WRITTEN EXERCISE
Pick up the article below on Moonstream's report about NFT ownership on Ethereum and continue it after its last sentence.

EXCERPT

##############################

Moonstream, the open-source blockchain analytics platform, has revealed that about 80 percent of all non-fungible tokens (NFTs) on the Ethereum blockchain between April 1 and September 25 were owned by a minority of wallets. According to the October 21 report, four-fifths of NFTs in that time period was owned by 17 percent of wallets.

The reported analysed data from 7,020,950 million NFT transactions on Ethereum in a period of close to six months. It revealed that a significant number (80.98 percent) of NFTs on the blockchain were owned by whales, NFT platforms and exchanges which make up 16.71 percent of all wallets. The rest were distributed amongst the remaining 83.29 percent. This trend seems to follow the Pareto Principle or 80/20 rule as pointed out by one Reddit user. This is a principle that asserts that 80 percent of consequences are as a result of 20 percent of the causes.

##############################

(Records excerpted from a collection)
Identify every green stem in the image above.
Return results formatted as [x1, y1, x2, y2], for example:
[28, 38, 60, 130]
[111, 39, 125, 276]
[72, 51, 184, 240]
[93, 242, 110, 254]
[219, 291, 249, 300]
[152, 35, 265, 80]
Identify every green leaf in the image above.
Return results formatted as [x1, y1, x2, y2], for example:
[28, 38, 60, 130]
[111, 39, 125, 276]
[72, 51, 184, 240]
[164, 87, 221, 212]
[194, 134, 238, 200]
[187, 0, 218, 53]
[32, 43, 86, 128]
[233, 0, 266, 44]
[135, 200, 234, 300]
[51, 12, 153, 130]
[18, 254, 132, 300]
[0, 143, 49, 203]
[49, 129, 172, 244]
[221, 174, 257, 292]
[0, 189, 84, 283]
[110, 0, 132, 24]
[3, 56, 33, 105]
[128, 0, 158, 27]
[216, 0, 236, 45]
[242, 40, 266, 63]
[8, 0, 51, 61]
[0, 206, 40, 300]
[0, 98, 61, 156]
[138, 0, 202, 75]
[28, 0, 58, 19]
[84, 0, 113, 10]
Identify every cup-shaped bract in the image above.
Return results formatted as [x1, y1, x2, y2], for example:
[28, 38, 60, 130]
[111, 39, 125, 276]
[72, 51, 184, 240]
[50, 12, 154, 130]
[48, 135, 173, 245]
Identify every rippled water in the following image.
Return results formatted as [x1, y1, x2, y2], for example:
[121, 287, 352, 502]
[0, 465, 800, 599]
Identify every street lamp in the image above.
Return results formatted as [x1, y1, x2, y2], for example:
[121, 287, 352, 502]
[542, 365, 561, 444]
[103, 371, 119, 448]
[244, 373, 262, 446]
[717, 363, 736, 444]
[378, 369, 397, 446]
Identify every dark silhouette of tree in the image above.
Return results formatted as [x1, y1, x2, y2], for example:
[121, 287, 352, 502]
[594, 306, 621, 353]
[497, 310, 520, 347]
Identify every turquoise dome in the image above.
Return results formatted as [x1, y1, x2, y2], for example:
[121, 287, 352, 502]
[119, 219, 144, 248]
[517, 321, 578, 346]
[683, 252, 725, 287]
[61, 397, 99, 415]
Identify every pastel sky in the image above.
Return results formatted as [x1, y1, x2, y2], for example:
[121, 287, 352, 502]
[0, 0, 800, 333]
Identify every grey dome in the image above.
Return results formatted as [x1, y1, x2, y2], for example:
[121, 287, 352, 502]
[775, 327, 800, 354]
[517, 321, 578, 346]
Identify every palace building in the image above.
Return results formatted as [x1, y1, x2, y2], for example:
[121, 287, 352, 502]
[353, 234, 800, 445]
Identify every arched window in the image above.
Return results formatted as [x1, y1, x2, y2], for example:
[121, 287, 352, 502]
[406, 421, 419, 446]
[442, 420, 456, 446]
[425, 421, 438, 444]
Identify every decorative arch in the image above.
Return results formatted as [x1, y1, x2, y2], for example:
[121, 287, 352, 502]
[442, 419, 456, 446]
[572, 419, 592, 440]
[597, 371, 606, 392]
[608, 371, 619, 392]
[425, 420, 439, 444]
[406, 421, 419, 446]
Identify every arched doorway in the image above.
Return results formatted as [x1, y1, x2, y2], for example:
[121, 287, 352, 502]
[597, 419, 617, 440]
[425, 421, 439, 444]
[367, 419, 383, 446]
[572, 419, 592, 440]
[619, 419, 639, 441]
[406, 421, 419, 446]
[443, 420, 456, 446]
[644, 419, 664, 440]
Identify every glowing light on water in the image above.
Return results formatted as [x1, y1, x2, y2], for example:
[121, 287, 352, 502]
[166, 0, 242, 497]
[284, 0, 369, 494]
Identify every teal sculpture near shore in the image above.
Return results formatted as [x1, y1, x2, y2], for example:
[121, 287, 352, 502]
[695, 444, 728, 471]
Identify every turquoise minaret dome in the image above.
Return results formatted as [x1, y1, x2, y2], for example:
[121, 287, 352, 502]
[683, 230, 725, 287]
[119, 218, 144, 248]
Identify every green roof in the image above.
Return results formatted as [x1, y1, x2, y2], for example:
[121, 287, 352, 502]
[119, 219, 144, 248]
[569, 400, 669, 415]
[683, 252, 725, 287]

##############################

EXERCISE OUTPUT
It is worth noting that the data used in the report is based exclusively on the Ethereum blockchain and not Layer 2 networks or centralised Application Programming Interfaces (APIs). The report explains this in it’s ‘Caveats’ section.

The Ethereum NFTs dataset is constructed purely from events on the Ethereum blockchain. It does not include any data from Layer 2 networks like Polygon. Nor does it include any data from centralized APIs like the OpenSea API. It does not account for events or data from any non-ERC721 smart contracts associated with these platforms on the Ethereum blockchain. This means that two parties could exchange a positive amount of funds for a transfer off-chain and conduct the transfer on-chain and we would not be able to distinguish the transfer from a gift. It is also possible for a single transaction to involve multiple NFT transfers.

Still early for ‘small-time’ investors and individuals?

While the unevenness in NFT distribution is glaringly obvious, Moonstream insists that there is still room for participation from small investors.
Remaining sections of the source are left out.